> **TEKST ŹRÓDŁOWY**
|---|

Czarne skrzynki

Na centralnym placu ukraińskiego Korostenia, znajdującego się obok zamkniętej strefy skażenia, na budynku urzędu miejskiego do niedawna wisiała tabliczka pokazująca aktualny poziom promieniowania. Tuż obok postawiono Pomnik Ofiar Czarnobyla. Na Białorusi pomników się nie stawia.  […]


Na centralnym placu ukraińskiego Korostenia, znajdującego się obok zamkniętej strefy skażenia, na budynku urzędu miejskiego do niedawna wisiała tabliczka pokazująca aktualny poziom promieniowania. Tuż obok postawiono Pomnik Ofiar Czarnobyla. Na Białorusi pomników się nie stawia.  Nie ma też radiacji, chociaż jest.

(CC BY-NC-ND 2.0) by Timm Suess/ Flickr

Łukaszenka kopie ziemniaki w skażonej strefie

Kiedy na początku lat 90. rozpadł się Związek Radziecki, skażony teren wokół elektrowni atomowej w Czarnobylu, obejmujący około stu tysięcy kilometrów kwadratowych, został odziedziczony przez dwa nowo powstałe państwa: Ukrainę i Republikę Białorusi. Ten niechciany spadek po złotej atomowej erze oznaczał nie tylko ponoszenie horrendalnych kosztów uszczelniania sarkofagu nałożonego na reaktor, ale także konieczność poradzenia sobie ze społecznymi konsekwencjami katastrofy. Wywarła ona bowiem ogromny wpływ na regiony znajdujące się w bezpośrednim sąsiedztwie elektrowni, ale także na sam sposób mówienia o skażeniu, dopuszczalnym ryzyku i zakresie odpowiedzialności państwa za swoich obywateli. Swietłana Aleksijewicz, w wydanej po raz drugi w Polsce (tym razem w świetnym przekładzie Jerzego Czecha) Czarnobylskiej modlitwie. Kronice przyszłości opowiada o białoruskim Czarnobylu – katastrofie, która nigdy się nie skończyła.

Po 1991 roku sytuacja polityczna obu państw zdeterminowała wybór języka, w jakim mówi się o skutkach promieniowania oraz to, kogo dopuszcza się do głosu. Na Ukrainie ofiarom katastrofy poświęcone są rozsiane po całym kraju pomniki, podobne do tych postawionych dla upamiętnienia ofiar wojny czy Wielkiego Głodu. Obchodzi się rocznicę wybuchu, a w ostatnich latach wykorzystuje się także turystyczny i promocyjny potencjał nieczynnej elektrowni atomowej i otaczającego ją ewakuowanego miasta Prypeć. Na Białorusi natomiast temat promieniowania jest konsekwentnie pomijany w dyskursie publicznym. Podczas gdy w jednym kraju cały czas obowiązują ulgi dla ofiar katastrofy – „potrepienców”, w drugim prezydent Łukaszenka zadecydował o likwidacji niemalże wszelkich przywilejów dla osób mieszkających na terenach skażonych. Obecnie pozostały już tylko szczątkowe formy „zadośćuczynienia”, jak na przykład wydawanie dzieciom ze strefy dodatkowych owoców w szkole lub zwalnianie ich z niektórych obowiązkowych prac polowych. W kraju, o którym pisze Aleksijewicz, losy skażonych są historiami ofiar, które nie chcą być zapamiętane przez państwo.

|---|

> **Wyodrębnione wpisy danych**
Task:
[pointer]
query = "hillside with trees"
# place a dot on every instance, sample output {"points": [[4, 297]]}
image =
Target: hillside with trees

|---|

> **OPIS ZADANIA**
Zaktualizuj fragment tekstu o Czarnobylu od „Czarne skrzynki” do „radiacji, chociaż jest.”, zastępując „tabliczka” wyrazem „tablica”. Dane pochodzą z innego źródła niż tekst o Czarnobylu.

> **ODPOWIEDŹ**
Czarne skrzynki

Na centralnym placu ukraińskiego Korostenia, znajdującego się obok zamkniętej strefy skażenia, na budynku urzędu miejskiego do niedawna wisiała tablica pokazująca aktualny poziom promieniowania. Tuż obok postawiono Pomnik Ofiar Czarnobyla. Na Białorusi pomników się nie stawia.  […]


Na centralnym placu ukraińskiego Korostenia, znajdującego się obok zamkniętej strefy skażenia, na budynku urzędu miejskiego do niedawna wisiała tablica pokazująca aktualny poziom promieniowania. Tuż obok postawiono Pomnik Ofiar Czarnobyla. Na Białorusi pomników się nie stawia.  Nie ma też radiacji, chociaż jest.